— START Input rows —

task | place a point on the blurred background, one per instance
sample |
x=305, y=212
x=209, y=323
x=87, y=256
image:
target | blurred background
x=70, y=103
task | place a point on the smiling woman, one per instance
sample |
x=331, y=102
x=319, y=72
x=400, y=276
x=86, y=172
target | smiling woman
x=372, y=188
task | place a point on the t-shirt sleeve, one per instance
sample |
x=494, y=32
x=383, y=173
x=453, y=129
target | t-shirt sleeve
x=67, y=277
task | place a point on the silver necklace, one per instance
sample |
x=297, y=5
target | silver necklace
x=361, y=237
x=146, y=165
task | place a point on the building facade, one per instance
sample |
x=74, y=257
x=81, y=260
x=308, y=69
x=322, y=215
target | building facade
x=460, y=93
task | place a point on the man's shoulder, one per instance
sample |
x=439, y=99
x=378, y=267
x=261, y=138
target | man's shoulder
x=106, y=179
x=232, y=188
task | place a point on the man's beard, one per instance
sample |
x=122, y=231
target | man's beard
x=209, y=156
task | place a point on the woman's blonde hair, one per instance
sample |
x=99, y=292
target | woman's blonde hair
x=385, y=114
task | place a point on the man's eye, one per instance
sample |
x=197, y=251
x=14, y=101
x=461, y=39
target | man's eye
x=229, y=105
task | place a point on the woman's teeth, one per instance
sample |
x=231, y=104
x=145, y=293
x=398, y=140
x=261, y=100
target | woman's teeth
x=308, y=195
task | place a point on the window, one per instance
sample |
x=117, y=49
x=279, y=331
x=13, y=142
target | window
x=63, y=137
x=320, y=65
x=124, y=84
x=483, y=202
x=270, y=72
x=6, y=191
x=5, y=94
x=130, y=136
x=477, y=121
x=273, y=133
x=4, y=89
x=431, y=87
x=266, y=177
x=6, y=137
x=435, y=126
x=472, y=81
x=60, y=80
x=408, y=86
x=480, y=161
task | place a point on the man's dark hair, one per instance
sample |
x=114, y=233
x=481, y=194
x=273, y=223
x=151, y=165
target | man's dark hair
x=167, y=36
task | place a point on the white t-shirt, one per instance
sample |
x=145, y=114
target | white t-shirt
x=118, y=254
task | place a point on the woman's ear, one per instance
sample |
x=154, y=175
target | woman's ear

— END Input rows —

## Written request:
Please copy all of the records above line for line, with no change to any wording, numbers, or punctuation.

## Answer for this exercise:
task | place a point on the blurred background, one per instance
sample |
x=305, y=212
x=209, y=323
x=87, y=256
image:
target | blurred background
x=70, y=103
task | place a point on the smiling woman, one per instance
sample |
x=331, y=102
x=319, y=72
x=400, y=276
x=86, y=172
target | smiling woman
x=372, y=188
task | place a point on the t-shirt sleeve, one per instance
sample |
x=494, y=32
x=383, y=173
x=453, y=129
target | t-shirt sleeve
x=67, y=277
task | place a point on the silver necklace, one per instance
sample |
x=297, y=5
target | silver necklace
x=361, y=237
x=146, y=165
task | place a point on the building facade, one per instance
sample |
x=74, y=257
x=81, y=260
x=308, y=69
x=322, y=215
target | building facade
x=460, y=93
task | place a point on the man's shoulder, one per instance
sample |
x=439, y=99
x=378, y=267
x=261, y=138
target | man's shoulder
x=106, y=179
x=232, y=188
task | place a point on the man's beard, one per instance
sample |
x=122, y=231
target | man's beard
x=209, y=156
task | place a point on the woman's blonde hair, one per instance
sample |
x=99, y=292
target | woman's blonde hair
x=385, y=114
task | place a point on the man's eye, one per instance
sample |
x=197, y=251
x=14, y=101
x=461, y=39
target | man's eye
x=229, y=105
task | place a point on the woman's teeth, one per instance
sample |
x=231, y=104
x=145, y=293
x=398, y=140
x=261, y=100
target | woman's teeth
x=308, y=195
task | place a point on the window, one per instance
sample |
x=117, y=49
x=279, y=331
x=13, y=142
target | window
x=63, y=137
x=320, y=65
x=124, y=84
x=483, y=202
x=270, y=72
x=6, y=191
x=5, y=94
x=130, y=136
x=477, y=121
x=273, y=133
x=4, y=89
x=431, y=87
x=266, y=177
x=6, y=137
x=435, y=126
x=472, y=81
x=60, y=80
x=408, y=86
x=480, y=161
task | place a point on the man's dark hair, one per instance
sample |
x=114, y=233
x=481, y=194
x=273, y=223
x=151, y=165
target | man's dark hair
x=167, y=36
task | place a point on the white t-shirt, one per instance
sample |
x=145, y=114
target | white t-shirt
x=118, y=254
task | place a point on the woman's ear, one per instance
sample |
x=154, y=175
target | woman's ear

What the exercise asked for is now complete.